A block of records

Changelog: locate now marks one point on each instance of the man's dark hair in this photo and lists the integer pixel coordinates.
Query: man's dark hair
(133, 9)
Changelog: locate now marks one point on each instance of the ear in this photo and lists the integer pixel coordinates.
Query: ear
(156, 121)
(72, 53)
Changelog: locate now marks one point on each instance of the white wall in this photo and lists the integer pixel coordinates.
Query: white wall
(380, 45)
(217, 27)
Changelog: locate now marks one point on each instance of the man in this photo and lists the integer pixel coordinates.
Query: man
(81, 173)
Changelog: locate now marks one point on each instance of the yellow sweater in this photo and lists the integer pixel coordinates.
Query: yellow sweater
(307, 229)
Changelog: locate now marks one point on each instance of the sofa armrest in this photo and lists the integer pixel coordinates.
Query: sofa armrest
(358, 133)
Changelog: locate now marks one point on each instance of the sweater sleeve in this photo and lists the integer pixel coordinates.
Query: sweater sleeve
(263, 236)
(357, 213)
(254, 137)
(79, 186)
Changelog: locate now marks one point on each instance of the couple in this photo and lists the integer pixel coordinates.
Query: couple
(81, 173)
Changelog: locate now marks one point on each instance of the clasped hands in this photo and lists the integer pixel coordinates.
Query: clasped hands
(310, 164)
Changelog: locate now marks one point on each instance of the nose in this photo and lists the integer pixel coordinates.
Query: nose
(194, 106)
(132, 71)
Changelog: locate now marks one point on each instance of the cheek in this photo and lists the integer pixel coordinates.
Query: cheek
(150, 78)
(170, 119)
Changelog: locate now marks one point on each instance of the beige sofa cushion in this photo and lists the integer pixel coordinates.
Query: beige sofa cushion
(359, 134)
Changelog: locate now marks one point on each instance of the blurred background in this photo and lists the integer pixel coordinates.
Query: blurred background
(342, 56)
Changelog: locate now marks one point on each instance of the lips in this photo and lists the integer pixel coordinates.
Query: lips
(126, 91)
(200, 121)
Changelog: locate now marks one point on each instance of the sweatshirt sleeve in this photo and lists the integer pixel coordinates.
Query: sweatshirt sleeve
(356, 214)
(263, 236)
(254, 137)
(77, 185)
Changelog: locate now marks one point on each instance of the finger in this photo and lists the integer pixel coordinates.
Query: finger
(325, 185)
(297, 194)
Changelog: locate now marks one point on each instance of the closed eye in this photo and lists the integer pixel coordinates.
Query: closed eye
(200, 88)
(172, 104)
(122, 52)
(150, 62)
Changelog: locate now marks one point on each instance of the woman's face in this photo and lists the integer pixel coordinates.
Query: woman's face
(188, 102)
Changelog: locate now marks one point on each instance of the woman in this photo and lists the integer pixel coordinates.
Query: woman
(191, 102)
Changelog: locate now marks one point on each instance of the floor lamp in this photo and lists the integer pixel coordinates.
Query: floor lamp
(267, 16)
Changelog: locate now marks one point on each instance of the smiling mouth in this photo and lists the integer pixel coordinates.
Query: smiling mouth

--

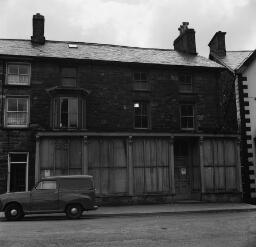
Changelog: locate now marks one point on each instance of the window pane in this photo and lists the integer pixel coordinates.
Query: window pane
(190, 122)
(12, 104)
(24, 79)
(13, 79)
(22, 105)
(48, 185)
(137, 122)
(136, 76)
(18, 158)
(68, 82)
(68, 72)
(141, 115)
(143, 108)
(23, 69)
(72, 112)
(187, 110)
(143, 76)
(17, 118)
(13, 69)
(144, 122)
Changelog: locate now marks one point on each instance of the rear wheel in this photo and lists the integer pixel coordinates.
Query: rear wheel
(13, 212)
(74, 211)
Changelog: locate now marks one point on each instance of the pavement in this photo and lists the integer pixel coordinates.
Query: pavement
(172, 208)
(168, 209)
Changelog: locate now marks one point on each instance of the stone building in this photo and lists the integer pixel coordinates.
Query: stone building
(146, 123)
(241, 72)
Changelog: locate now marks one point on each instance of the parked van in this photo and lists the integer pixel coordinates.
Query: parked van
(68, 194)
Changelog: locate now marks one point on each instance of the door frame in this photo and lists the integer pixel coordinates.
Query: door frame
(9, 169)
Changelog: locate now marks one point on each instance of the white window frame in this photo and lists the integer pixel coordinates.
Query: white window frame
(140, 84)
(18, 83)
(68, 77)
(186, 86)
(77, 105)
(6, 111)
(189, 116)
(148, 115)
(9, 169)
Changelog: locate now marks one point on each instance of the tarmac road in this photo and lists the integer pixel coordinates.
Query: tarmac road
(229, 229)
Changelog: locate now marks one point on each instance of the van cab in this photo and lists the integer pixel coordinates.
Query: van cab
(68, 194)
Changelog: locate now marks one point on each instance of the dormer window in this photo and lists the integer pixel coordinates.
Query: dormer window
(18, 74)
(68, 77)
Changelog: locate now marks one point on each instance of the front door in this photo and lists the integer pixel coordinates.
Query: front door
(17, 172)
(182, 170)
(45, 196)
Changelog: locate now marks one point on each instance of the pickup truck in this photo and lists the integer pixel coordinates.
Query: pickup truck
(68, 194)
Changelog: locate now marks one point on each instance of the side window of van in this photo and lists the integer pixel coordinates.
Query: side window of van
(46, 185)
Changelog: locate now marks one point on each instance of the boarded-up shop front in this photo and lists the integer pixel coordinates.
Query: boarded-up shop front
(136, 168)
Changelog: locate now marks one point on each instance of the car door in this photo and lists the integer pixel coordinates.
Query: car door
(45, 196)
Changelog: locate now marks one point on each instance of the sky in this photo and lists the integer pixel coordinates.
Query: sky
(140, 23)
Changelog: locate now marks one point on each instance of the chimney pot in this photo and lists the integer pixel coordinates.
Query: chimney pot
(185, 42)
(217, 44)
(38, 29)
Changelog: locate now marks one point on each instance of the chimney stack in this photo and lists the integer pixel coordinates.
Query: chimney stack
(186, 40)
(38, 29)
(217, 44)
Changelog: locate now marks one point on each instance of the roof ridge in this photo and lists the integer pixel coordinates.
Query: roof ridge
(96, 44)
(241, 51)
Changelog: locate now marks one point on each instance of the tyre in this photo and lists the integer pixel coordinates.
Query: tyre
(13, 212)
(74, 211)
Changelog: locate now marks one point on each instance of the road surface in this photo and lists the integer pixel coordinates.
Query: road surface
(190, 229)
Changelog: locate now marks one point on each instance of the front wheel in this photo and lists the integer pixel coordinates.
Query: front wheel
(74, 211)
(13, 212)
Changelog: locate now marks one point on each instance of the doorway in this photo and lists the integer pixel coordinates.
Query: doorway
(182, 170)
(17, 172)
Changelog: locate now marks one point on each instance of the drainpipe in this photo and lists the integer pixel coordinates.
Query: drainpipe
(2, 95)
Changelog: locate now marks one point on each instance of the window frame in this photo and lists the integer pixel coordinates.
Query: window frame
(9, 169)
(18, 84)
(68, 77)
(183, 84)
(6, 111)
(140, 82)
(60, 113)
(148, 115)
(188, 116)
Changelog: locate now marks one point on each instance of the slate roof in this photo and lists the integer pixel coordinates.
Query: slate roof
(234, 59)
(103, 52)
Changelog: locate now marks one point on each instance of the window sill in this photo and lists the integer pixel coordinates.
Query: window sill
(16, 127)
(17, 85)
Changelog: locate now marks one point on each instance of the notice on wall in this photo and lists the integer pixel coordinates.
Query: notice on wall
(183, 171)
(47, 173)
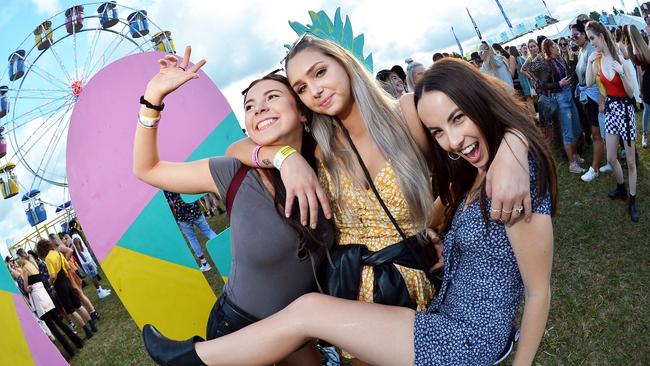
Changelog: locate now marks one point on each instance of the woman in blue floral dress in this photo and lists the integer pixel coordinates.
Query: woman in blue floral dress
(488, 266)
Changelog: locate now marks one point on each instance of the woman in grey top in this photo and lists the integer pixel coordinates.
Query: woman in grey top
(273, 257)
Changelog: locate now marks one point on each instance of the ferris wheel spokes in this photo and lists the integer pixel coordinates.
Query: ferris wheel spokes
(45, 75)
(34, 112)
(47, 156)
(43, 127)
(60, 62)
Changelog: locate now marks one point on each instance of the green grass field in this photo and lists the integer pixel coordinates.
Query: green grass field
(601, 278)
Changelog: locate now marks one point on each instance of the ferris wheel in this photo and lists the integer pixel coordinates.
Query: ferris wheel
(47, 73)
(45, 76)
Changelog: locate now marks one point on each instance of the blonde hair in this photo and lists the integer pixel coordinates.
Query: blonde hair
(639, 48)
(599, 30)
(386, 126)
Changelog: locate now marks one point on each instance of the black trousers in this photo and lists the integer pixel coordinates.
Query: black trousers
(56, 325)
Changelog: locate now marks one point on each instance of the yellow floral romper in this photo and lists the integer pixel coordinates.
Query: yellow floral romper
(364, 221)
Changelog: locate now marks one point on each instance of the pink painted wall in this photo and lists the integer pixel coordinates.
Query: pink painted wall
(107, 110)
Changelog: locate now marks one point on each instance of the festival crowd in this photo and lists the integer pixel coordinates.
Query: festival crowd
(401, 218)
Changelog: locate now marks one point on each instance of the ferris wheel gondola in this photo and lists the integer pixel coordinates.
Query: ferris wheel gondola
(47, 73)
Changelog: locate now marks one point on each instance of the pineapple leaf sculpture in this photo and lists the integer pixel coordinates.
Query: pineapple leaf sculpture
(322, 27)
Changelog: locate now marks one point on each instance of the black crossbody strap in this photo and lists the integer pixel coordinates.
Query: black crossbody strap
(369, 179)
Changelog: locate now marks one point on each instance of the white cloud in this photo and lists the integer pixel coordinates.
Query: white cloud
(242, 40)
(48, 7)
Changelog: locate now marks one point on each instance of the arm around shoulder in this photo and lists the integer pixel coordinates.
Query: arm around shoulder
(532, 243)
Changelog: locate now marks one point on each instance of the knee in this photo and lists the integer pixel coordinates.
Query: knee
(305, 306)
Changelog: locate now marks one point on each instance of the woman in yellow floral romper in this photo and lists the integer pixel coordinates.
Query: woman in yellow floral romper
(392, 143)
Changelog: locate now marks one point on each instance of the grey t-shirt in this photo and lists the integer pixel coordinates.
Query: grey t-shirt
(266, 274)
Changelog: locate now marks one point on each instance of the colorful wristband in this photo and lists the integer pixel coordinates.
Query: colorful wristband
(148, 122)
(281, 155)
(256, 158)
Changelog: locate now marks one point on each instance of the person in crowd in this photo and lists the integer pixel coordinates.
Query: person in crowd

### Given task
Please report every line of the records above that contains the word "romper", copying each line in full; case counts.

### Response to the exercise
Changelog: locate now marks one point on each instance of the yellow floral romper in this photo and lists the integer pixel coordinates.
Query: yellow floral romper
Changelog: locate now marks one point on each instance of the woman in yellow floral romper in this photo and lists the integer pixel coordinates.
Query: woman in yellow floral romper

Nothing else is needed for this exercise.